— Given task a —
Answer the following questions about the tax-rate excerpt, labeling each answer (i), (ii) or (iii) to match:
(i) According to Haldane, by 2007 how many times bigger had the CEO remunerations of the largest US banks become?
(ii) Which indicator was the main element in granting remuneration to managers of US banks?
(iii) What correlation does Hypothesis 3 (H3) state?

The shareholders of a company appreciate managers who have the ability to reduce the effective tax rate and reward them according to the level of tax burden reduction (Bauman and Schadewald, 2001). According to corporate governance, the new corporate governance code issued to the US in 2013 (see in Appendix) is comprised of the provision according to which the managers remuneration should be paid depending on a package of financial performance indicators which reflect the long-term strategy. Another principle which is added to this idea is the one that says that through remuneration it should be noted if there is new value in company. Haldane (2011) recalls the concept of “myopia loop” materialized through decisions of managers of US banks which lacked long-term positive effects. For the granting of remuneration, the main element was focused on ROE indicator that can be manipulated in financial terms – accounting. Haldane said that by 2007, the CEO remunerations of the largest US banks had become 500 times bigger. The spectacular growth was not due to the corporate governance but due to the lack of importance accorded to it. US Corporate Governance Code published in 2012 requires that managers be paid in accordance with the performance achieved by the company without exceeding more than 1 million dollars, and in that way being efficient from a tax perspective. CEO’s remuneration in the context of effective corporate tax rate was studied by Phillips (2003), which analyzed the effectiveness of tax planning on it. Empirical evidence obtained by Phillips (2003) shows that if business unit manager is rewarded depending on financial performance after tax, through the effective tax rate management, it reduces it. The results do not support a link between CEO’s remuneration, according to the recorded performance after applying the statutory tax rate, and the effective tax rate reduction, but in that they establish the business-unit manager remuneration, they have an indirect role in this reduction. However, it does not mean that the CEO is not concerned with the results after applying taxation. By the nature of the job they are dealing with the company, they have to achieve this task.
The main aim of the present work is to identify quantitative approaches of effective tax rate for NASDAQ listed companies in the technology sector. Based on the models found in the literature, we have established the following empirical research hypotheses:
• Hypothesis 1 (H1): The existence of a positive correlation between the effective corporate tax rate and ROA (Gupta and Newberry, 1997; Lee and Swenson, 2012 )
• Hypothesis 2 (H2): The existence of a negative correlation between indebtedness and the effective corporate tax rate (Vintilă et al, 2012; Richarson and Lanis, 2007)
• Hypothesis 3 (H3): The existence of a positive correlation between capital intensity and the effective corporate tax rate (Buijnik and Janssen, 2000)
• Hypothesis 4 (H4): The existence of a negative correlation between company size and the effective corporate tax rate (Kim and Limpaphayom, 1998; Nicodème, 2007b)
• Hypothesis 6 (H6): The existence of a positive correlation between the company’s financial leverage and the effective corporate tax rate (Vintilă and Păunescu, 2014)

— Task input —

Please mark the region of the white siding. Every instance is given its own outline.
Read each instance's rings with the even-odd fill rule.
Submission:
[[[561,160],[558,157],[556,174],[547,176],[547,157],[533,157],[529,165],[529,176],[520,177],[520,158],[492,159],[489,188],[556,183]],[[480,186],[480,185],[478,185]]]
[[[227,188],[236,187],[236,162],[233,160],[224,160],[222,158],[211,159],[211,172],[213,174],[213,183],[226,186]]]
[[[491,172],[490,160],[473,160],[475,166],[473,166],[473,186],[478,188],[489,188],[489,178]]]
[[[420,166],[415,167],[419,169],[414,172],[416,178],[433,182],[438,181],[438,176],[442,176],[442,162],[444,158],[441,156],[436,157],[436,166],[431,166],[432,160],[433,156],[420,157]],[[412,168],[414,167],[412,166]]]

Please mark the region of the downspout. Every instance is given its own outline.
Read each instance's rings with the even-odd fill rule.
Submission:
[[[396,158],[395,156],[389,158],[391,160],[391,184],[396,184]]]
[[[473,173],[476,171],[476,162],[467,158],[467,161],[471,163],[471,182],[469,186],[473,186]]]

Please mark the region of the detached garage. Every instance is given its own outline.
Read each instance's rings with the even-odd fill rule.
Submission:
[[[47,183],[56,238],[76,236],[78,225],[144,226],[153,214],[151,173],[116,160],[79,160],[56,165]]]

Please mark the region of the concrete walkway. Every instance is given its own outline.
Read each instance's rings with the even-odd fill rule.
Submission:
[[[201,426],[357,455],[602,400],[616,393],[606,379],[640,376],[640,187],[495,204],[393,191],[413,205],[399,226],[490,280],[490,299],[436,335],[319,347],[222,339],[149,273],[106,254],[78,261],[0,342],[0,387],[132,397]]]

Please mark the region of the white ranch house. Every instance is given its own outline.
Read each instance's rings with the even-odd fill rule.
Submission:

— Given task b —
Rewrite the listing starting at the line containing "Please mark the region of the white ranch" and ending at the last line of the listing, replacing "Submission" with "Response" and leaving everything else unchanged.

— Worked answer a —
(i) 500 times bigger.
(ii) The ROE indicator.
(iii) A positive correlation between capital intensity and the effective corporate tax rate.

— Worked answer b —
Please mark the region of the white ranch house. Every instance is given its own outline.
Read each instance's rings with the even-odd fill rule.
Response:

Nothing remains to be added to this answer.